As such NSX configuration is very specific to individual needs and having a fixed set of steps is not practical. But for lab / learning purposes one can go through below steps to get a working NSX-T 3.0 setup with edge cluster and Tier gateways (Both T0, T1) which talk to ToR using BGP.

Pre-requisites

1. Following values / pre-requisites are required before we can go ahead with the NSX-T 3.0 setup with BGP peering with ToR switches:
   • NTP for the setup
   • DNS to resolve various FQDN for the setup
   • NSX-T, vCenter, ESXi licenses
   • ESXi hosts IP, FQDN, Management VLAN, vMotion VLAN, Shared storage/vSAN
   • vCenter IP, FQDN, VLAN
   • NSX-T manager management IP
   • VLAN for Host VTEP communication - Needs DHCP
   • VLAN for Edge VTEP communication
   • VLAN for left ToR Edge Uplink (North-South)
   • VLAN for right ToR Edge Uplink (North-South)
   • Two IPs for edge in management VLAN with DNS entries
   • Two IPs per edge (4 for 2 edges) in edge VTEP communication VLAN
   • Two IPs per edge (one in left ToR Edge uplink VLAN and other in right ToR Edge uplink VLAN)
   • BGP configuration on both left and right ToR in respective uplink VLANs

Example values used for below steps

1. For example in below steps we are going to use below values

   NTP

   time.google.com

   DNS

   10.1.1.2 #A bind DNS specifically setup for rnd.com for lab experiments with 10.1.1.2 IP address Refer Configuring basic DNS service with bind. This DNS has named.conf and rnd.com.forward files as listed in below article.

[Segmentation mask data]
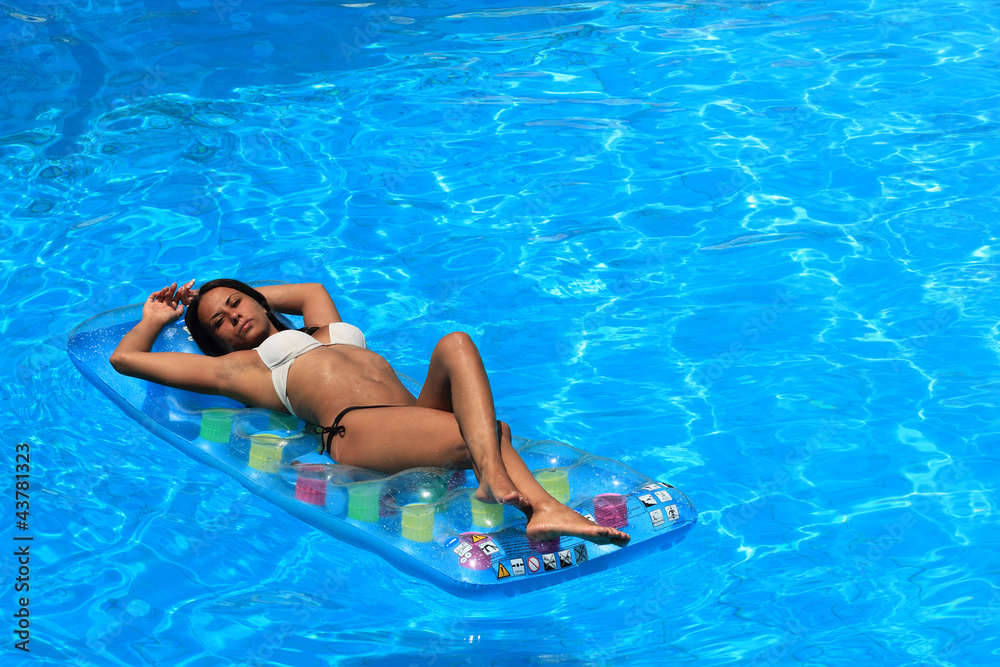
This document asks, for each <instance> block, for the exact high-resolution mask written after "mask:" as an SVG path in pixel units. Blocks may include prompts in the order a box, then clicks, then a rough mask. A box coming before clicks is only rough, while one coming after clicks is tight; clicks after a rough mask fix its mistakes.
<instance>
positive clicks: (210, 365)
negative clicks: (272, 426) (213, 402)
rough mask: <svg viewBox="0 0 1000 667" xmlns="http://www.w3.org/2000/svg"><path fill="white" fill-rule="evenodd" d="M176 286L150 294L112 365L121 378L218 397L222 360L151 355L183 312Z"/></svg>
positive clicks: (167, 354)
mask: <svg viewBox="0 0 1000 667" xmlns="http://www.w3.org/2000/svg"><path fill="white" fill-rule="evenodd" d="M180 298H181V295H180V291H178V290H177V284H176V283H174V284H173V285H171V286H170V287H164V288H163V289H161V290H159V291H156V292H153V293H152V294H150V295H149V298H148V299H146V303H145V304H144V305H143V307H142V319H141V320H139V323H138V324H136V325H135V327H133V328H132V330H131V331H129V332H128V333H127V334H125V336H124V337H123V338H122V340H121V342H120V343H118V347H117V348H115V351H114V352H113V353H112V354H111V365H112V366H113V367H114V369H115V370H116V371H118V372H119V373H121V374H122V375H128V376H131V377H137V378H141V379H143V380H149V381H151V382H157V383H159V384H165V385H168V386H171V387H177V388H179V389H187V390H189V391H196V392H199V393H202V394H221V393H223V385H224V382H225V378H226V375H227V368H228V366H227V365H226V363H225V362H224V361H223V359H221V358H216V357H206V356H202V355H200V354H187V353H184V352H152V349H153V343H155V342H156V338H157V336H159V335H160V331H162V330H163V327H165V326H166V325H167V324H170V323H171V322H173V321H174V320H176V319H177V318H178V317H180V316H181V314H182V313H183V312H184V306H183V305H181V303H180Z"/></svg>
---
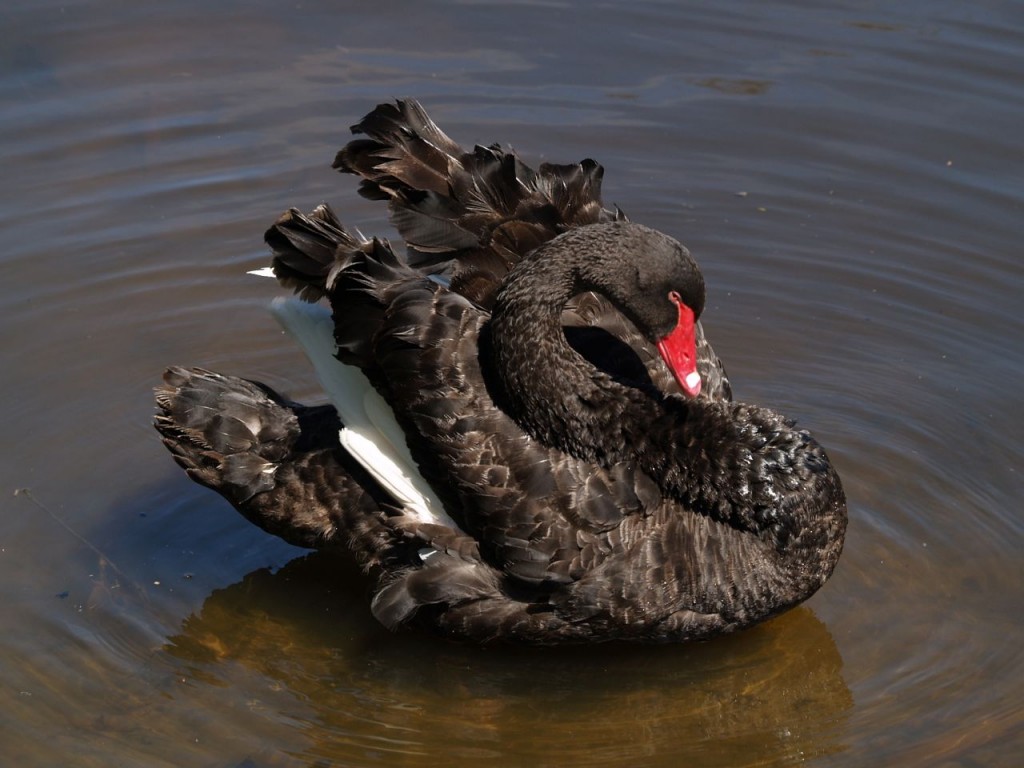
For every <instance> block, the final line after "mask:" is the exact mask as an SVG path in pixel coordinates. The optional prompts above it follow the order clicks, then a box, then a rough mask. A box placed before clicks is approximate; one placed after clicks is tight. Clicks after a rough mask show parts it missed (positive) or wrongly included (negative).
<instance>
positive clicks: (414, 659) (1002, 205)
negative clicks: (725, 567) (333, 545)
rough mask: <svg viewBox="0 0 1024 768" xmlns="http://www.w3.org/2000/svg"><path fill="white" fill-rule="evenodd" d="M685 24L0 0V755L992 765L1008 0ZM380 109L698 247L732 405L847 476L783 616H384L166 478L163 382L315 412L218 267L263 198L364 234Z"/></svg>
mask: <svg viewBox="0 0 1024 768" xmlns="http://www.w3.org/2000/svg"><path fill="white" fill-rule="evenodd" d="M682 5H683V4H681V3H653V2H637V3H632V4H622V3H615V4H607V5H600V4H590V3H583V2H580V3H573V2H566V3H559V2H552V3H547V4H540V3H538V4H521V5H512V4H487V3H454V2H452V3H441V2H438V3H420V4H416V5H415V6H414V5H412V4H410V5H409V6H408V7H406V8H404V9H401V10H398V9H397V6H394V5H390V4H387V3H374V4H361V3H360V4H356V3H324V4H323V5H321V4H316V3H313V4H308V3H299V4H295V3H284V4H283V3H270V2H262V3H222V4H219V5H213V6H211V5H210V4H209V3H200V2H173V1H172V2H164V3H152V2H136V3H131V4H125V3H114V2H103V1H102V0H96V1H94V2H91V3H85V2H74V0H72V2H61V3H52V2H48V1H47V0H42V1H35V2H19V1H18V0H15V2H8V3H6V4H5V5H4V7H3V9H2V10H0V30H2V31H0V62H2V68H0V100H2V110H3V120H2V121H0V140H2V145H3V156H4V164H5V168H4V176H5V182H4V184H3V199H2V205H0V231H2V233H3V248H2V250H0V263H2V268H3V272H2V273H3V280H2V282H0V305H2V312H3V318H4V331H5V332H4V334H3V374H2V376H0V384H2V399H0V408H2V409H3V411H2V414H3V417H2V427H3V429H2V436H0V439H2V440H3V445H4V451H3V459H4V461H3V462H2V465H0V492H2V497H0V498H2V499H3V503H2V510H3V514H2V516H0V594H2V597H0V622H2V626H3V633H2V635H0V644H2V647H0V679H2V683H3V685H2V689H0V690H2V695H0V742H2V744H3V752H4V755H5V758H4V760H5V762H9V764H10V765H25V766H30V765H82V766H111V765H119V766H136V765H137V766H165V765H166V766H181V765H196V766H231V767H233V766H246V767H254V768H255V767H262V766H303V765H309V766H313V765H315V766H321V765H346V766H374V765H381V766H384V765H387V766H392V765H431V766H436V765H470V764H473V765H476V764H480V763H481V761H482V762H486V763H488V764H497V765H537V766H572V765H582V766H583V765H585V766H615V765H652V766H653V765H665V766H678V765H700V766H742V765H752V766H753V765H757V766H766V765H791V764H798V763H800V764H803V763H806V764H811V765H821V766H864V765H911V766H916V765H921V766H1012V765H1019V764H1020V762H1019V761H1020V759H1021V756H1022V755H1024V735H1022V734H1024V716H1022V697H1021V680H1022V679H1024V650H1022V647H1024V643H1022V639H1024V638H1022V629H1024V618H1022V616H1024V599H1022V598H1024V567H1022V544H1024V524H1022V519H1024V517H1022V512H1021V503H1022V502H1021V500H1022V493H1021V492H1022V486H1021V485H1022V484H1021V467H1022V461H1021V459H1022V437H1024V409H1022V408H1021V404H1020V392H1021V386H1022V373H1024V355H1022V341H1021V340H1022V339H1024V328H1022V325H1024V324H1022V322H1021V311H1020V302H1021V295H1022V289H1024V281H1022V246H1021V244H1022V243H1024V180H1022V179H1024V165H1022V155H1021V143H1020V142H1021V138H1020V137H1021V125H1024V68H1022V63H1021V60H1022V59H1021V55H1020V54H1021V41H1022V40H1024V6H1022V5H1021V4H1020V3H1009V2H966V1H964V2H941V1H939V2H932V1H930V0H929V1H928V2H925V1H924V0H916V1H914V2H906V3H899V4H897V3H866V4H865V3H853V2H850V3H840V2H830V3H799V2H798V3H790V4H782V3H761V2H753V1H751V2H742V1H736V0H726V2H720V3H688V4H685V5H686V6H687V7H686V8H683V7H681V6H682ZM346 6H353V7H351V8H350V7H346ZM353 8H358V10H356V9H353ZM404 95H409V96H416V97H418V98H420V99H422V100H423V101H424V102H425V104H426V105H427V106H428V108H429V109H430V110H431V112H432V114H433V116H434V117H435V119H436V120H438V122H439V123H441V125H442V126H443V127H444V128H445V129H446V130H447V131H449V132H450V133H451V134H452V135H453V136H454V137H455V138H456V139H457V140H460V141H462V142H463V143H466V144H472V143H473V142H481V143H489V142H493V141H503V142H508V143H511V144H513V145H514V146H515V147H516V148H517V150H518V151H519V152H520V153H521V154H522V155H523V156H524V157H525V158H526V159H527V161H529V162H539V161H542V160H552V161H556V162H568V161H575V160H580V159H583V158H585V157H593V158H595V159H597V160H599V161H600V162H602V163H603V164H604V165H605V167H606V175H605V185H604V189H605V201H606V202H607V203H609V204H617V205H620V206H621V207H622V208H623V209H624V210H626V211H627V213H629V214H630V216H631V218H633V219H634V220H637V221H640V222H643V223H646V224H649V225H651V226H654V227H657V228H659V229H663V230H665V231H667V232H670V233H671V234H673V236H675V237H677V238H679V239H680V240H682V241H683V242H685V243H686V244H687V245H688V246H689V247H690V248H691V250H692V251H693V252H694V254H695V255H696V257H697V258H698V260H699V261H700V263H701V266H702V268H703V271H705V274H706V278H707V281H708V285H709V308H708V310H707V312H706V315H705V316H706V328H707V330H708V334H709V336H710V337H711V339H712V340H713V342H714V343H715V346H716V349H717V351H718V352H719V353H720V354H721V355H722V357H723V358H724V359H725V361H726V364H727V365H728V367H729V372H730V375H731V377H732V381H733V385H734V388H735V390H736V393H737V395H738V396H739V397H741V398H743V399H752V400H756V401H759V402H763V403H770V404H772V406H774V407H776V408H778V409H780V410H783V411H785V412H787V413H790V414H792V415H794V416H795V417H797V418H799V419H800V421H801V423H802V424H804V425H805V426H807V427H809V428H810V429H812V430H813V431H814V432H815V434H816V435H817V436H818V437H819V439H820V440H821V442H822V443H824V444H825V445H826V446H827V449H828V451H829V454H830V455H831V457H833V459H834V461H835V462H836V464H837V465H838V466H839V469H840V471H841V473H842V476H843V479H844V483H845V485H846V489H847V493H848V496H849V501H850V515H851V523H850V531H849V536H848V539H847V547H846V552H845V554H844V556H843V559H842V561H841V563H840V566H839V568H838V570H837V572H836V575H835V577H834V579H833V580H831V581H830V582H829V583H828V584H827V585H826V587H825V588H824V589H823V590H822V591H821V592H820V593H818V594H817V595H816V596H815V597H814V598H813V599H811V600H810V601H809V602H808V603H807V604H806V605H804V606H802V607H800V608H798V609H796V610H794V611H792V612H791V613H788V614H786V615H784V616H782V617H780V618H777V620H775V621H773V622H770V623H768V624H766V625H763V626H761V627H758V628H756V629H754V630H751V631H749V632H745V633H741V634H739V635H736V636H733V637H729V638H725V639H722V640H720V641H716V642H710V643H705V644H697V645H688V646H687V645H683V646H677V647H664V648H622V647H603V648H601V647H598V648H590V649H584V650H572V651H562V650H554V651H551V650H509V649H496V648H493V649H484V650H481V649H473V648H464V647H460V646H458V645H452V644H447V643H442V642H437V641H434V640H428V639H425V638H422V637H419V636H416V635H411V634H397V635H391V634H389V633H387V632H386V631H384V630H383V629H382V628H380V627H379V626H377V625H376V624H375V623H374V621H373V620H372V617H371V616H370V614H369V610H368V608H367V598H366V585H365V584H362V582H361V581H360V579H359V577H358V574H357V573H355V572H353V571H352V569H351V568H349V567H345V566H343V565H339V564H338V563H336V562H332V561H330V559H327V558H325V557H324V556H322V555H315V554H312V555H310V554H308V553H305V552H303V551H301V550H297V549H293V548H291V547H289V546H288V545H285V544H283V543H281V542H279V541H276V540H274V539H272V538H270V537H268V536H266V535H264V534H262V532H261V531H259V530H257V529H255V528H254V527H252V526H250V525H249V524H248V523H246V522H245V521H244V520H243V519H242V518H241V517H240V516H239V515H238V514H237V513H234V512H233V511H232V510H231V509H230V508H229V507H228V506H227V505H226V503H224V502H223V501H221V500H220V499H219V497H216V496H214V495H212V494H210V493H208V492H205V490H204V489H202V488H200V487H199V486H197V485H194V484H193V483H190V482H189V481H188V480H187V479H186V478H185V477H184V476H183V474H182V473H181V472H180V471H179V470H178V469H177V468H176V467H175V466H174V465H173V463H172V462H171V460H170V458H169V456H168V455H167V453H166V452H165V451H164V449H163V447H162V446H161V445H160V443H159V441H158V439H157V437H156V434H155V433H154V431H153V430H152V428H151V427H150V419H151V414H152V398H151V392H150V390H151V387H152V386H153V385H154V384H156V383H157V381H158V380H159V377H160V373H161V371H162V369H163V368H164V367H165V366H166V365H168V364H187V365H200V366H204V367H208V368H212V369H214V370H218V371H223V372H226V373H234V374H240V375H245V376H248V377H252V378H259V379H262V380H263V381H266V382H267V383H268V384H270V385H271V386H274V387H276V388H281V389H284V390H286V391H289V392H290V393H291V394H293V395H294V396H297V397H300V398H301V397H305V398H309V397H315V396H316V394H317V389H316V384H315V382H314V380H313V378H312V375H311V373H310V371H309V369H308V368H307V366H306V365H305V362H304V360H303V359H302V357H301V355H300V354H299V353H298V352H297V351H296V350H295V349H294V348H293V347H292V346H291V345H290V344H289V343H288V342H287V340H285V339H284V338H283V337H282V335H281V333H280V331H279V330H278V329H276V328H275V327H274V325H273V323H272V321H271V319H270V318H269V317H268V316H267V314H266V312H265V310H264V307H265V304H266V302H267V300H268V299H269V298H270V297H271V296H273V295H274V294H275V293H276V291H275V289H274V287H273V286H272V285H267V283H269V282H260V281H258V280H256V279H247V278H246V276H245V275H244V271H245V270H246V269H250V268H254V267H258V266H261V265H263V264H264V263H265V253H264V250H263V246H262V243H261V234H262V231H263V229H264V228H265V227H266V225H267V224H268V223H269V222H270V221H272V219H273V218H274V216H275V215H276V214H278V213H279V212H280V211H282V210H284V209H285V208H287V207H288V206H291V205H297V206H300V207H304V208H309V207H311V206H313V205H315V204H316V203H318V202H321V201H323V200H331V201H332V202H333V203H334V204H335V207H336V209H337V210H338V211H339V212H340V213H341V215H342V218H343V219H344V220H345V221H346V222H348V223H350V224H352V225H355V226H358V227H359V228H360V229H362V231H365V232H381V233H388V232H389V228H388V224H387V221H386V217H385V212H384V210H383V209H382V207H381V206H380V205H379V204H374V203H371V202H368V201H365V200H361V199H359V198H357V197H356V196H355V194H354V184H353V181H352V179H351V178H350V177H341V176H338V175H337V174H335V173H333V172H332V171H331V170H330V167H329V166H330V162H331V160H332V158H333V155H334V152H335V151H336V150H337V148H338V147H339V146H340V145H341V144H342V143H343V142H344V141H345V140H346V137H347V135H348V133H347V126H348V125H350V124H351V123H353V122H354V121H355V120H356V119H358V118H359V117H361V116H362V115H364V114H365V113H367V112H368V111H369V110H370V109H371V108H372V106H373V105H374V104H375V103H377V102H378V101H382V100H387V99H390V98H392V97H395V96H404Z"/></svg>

**Request A**
Decide whether each statement agrees with the NSX-T setup excerpt, answering yes or no and quoting the words that settle it: (i) The VLAN for Host VTEP communication needs DHCP. (ii) Each edge requires a single IP in the edge VTEP communication VLAN. (iii) A fixed set of steps is described as practical for all NSX configurations.
**Request B**
Return the passage of the NSX-T setup excerpt starting at "As such NSX" and ending at "ToR using BGP.", copied word for word.
The records are independent material with no connection to the text about NSX-T setup.

**Response area A**
(i) Yes: "VLAN for Host VTEP communication - Needs DHCP"
(ii) No: "Two IPs per edge (4 for 2 edges) in edge VTEP communication VLAN"
(iii) No: "having a fixed set of steps is not practical"

**Response area B**
As such NSX configuration is very specific to individual needs and having a fixed set of steps is not practical. But for lab / learning purposes one can go through below steps to get a working NSX-T 3.0 setup with edge cluster and Tier gateways (Both T0, T1) which talk to ToR using BGP.